» STATED GOAL
Rewrite the records between the line holding "written like <point>307,188</point>." and the line holding "<point>425,200</point>", inclusive, keeping every line. Multiply each coordinate in the answers by 2.4 and round to whole numbers, with halves rounded up, and leave all other numbers, including the format samples, unchanged.

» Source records
**********

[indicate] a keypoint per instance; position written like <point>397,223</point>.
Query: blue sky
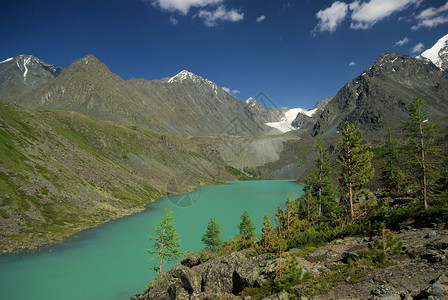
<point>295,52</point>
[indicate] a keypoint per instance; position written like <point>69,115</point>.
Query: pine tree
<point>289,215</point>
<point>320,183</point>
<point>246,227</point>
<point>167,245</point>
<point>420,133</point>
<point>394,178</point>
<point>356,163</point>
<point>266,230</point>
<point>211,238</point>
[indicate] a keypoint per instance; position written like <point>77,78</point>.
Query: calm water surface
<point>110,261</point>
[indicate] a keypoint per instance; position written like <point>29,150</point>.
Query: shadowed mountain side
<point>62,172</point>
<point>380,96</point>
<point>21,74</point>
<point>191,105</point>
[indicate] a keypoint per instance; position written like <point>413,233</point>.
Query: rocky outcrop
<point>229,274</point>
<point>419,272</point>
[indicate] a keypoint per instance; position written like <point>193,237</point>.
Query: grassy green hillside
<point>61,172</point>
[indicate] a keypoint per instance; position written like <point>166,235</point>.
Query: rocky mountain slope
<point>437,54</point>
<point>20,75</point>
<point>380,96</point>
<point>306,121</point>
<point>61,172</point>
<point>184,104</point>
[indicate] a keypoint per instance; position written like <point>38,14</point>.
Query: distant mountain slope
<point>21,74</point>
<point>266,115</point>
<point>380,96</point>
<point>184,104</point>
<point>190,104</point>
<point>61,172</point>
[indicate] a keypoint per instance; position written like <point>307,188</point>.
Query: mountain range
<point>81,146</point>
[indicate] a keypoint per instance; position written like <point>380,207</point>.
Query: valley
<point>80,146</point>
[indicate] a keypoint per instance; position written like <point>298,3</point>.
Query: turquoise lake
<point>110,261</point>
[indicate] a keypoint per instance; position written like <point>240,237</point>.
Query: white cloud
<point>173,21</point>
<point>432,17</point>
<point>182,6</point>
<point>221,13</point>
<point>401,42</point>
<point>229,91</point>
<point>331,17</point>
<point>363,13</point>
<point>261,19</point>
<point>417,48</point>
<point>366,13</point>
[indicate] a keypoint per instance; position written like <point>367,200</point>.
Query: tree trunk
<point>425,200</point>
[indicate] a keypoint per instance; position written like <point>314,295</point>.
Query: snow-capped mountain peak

**********

» EXERCISE ANSWER
[indicate] a keypoint per instance; position written like <point>307,188</point>.
Query: mountain range
<point>194,350</point>
[indicate] a keypoint per instance; position written like <point>380,207</point>.
Query: valley
<point>192,350</point>
[indicate] a keypoint per instance; position written like <point>298,3</point>.
Query: turquoise lake
<point>264,626</point>
[indicate] a keypoint per instance; position written like <point>240,237</point>.
Query: white cloud
<point>415,50</point>
<point>1037,41</point>
<point>437,14</point>
<point>530,31</point>
<point>962,101</point>
<point>550,218</point>
<point>794,41</point>
<point>871,31</point>
<point>626,46</point>
<point>1001,115</point>
<point>878,31</point>
[indicate] a keypoint per instance; position written like <point>367,200</point>.
Query: tree trunk
<point>1020,480</point>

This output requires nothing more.